### Assignment
Transcribe each record as written.
*-*-*
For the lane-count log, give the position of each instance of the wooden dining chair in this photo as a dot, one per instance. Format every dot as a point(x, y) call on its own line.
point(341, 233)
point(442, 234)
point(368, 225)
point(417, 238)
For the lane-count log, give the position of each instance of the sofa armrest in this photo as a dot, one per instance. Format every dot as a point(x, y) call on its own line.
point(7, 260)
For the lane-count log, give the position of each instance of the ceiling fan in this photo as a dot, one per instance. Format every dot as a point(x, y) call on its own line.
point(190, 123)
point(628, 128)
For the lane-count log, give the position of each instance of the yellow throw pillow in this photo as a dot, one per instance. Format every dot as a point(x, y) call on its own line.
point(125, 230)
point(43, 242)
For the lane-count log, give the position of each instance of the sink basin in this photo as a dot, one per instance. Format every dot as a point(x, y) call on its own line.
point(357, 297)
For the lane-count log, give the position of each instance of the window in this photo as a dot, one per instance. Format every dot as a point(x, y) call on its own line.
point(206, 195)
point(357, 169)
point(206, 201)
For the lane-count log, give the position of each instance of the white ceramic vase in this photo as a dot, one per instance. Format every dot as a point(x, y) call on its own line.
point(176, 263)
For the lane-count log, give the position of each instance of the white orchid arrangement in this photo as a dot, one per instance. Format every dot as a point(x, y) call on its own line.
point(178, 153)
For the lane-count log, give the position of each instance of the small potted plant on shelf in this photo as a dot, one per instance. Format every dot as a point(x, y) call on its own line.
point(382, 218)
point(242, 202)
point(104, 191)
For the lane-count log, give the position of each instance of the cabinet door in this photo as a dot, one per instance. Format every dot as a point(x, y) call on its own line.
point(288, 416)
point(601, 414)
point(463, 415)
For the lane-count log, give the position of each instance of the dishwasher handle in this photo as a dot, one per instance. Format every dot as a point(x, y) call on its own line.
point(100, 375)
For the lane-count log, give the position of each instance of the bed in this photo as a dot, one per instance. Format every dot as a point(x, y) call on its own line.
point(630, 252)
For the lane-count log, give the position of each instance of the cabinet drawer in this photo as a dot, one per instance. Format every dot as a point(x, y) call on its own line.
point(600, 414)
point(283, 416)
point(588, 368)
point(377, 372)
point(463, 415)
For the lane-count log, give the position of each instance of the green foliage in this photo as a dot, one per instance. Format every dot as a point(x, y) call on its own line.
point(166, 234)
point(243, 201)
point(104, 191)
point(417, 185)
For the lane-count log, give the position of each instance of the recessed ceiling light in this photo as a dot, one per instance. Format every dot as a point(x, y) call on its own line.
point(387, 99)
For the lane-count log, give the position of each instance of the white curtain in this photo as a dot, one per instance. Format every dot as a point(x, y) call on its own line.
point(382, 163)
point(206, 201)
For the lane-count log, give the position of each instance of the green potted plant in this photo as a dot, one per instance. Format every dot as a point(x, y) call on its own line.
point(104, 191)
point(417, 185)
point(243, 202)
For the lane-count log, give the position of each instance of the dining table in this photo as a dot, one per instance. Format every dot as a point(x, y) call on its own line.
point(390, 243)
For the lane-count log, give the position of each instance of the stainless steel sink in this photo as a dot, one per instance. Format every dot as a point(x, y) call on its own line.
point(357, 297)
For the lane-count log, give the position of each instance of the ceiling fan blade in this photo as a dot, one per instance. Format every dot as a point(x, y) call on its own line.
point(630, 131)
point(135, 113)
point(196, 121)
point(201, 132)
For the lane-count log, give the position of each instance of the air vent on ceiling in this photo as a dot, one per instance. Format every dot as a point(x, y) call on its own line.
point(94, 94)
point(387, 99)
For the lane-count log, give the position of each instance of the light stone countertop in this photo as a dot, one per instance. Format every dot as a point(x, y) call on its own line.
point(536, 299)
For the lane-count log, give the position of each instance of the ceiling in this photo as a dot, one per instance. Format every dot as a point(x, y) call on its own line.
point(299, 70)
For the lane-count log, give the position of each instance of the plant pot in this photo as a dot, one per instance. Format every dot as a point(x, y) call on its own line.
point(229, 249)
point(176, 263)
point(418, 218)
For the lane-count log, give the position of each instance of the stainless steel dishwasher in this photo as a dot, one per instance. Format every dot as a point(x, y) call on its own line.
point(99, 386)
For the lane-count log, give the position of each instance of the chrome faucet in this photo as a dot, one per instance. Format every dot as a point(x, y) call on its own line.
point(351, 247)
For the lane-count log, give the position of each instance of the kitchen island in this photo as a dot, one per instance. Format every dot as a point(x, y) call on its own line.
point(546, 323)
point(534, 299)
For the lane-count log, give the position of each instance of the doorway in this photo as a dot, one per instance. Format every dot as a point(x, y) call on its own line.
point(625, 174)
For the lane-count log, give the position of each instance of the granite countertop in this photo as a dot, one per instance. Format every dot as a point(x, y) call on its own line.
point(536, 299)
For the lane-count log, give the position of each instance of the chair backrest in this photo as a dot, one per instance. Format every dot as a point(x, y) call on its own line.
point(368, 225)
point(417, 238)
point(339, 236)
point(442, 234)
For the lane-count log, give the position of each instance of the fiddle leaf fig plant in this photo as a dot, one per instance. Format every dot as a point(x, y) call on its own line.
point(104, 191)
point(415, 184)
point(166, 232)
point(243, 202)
*-*-*
### Written answer
For the lane-count log, give the position of each instance of the wooden dining chair in this photo as a dot, one per instance. Format every dot as a point(x, y) call on its own line.
point(341, 233)
point(442, 234)
point(368, 225)
point(417, 238)
For the lane-count log, give the position of each instance of the sofa armrest in this photo as a dot, one per instance. Format every dot as a point(x, y) call on its own line.
point(7, 260)
For the lane-count log, give the position of each instance of the ceiling fan in this photo as a dot, one per instance. Format every dot as a point(x, y) call on its own line.
point(190, 123)
point(628, 128)
For the lane-count log, give the position of each instance of the yellow throw pillow in this photo as a dot, one per instance. Format every dot as a point(x, y) call on its own line.
point(125, 230)
point(43, 242)
For the lane-count log, give the position of each instance of the sink basin in this photo as a dot, one per instance. Format every dot as a point(x, y) call on its own line.
point(357, 297)
For the lane-count log, give the position of each instance of the window in this photo as a dot, one per instance. Format every dot as a point(x, y) call on its own line.
point(206, 195)
point(357, 169)
point(206, 201)
For the lane-count log, give the position of each instance of the white ceramic vase in this photo as a dot, one per instance. Format every dot as a point(x, y) call on its own line.
point(176, 263)
For the lane-count log, give the position of each instance of the white orchid arrangement in this photo as a dot, one per instance. Format every dot as a point(x, y) call on its own line.
point(178, 153)
For the lane-count log, give the position of each instance of the small potted plant on shelf in this photo as a dot, one per instance. Format every dot as a point(x, y) call on its own line.
point(382, 218)
point(242, 202)
point(104, 191)
For the lane-count log, give the position of each instance of the cabinet door in this photo as a dot, one per instance. Format every dot as a point(x, y) call on its own line.
point(288, 416)
point(601, 414)
point(463, 415)
For the lane-count log, give the position of each instance of the dishwasher handle in this photo as a dot, one per instance. Format every dot as a point(x, y) call on its own line.
point(100, 375)
For the lane-count log, give the position of each instance of the bed in this photo as a dot, one per instance. Format every dot as a point(x, y) call on its own line.
point(630, 252)
For the lane-count log, give the position of each instance of the cabinet drawer in this photo as a dot, one per instance. Format every dot as a point(x, y) call on its own line.
point(600, 414)
point(283, 416)
point(588, 368)
point(377, 372)
point(463, 415)
For the lane-count log, give the position of each instance of the green foliage in this photo as a dot, one per instance. Format every dot as a point(x, y) call on its own line.
point(166, 234)
point(243, 201)
point(104, 191)
point(417, 185)
For the lane-count log, give the position of each instance of the recessed ceiling light in this photo as a dot, one per instance. Format every dot as a point(x, y) call on its own line.
point(387, 99)
For the lane-count log, give the position of each instance of the white curtain in this photo as a dot, one per instance. Format every dot as a point(x, y) call on its own line.
point(382, 163)
point(206, 201)
For the lane-count log, give the position of each instance of the green potted plant in this photo as a dot, one per instance. Format every dot as a point(x, y) call on its own line.
point(104, 191)
point(417, 185)
point(243, 202)
For the lane-count log, give the position of each instance of the dining table in this photo as a dot, one per instance. Format every dot as a point(x, y) call on its own line.
point(390, 243)
For the lane-count log, give the position of each instance of the stainless steel sink in this photo as a dot, one per instance. Format every dot as a point(x, y) call on its own line.
point(357, 297)
For the lane-count log, give the position of each instance of the ceiling fan blade in this photo as a dot, one per instance. Format every dot as a point(x, y) call on its own line.
point(630, 131)
point(135, 113)
point(196, 121)
point(201, 132)
For the lane-count log, give the position of each instance of the air vent on ceiling in this photo as a dot, one per instance. Format every dot as a point(x, y) call on its own line.
point(94, 94)
point(387, 99)
For the lane-count log, give the position of each instance of the light stone countertop in this photo as a dot, one per instance. Format every dot as a point(x, y) call on its own line.
point(536, 299)
For the lane-count log, give the position of each instance of the ceiling in this photo as a dot, one per instance. Format every dot as a point(x, y) call on its own line.
point(299, 70)
For the lane-count log, give the position of each instance of the plant pot in this photo as a dot, one per instance. Format every dot as a point(x, y) call on its own line.
point(229, 249)
point(176, 263)
point(418, 218)
For the lane-count log, give the position of each instance of the stainless steel dishwasher in this photo as a dot, one per instance. Format every dot as a point(x, y) call on its own line.
point(99, 386)
For the lane-count log, give the position of each instance of the chrome faucet in this photo as a dot, one per instance. Format every dot as a point(x, y) call on its own line.
point(351, 247)
For the lane-count log, give the position of each instance of the kitchen island in this photo as a dot, one per instance. Format every dot as a point(x, y) call on its own line.
point(546, 323)
point(534, 299)
For the lane-count log, give the position of each instance of the doorway in this photo as a dot, one per instance. Format every dot as a point(x, y) call on its own line.
point(625, 174)
For the lane-count log, give the position of each instance of the granite countertop in this photo as a dot, one per instance. Format every dot as a point(x, y) call on its own line.
point(536, 299)
For the lane-count log, give the position of each instance of the chair backrest in this photo as a dot, one per instance. Format every dot as a point(x, y) call on its own line.
point(368, 225)
point(417, 238)
point(339, 236)
point(442, 234)
For the lane-count log, give the position of each instance of the fiddle leaf fig plant in this photo as a dot, one per instance. Format every dot as a point(x, y) call on its own line.
point(104, 191)
point(415, 184)
point(166, 232)
point(243, 202)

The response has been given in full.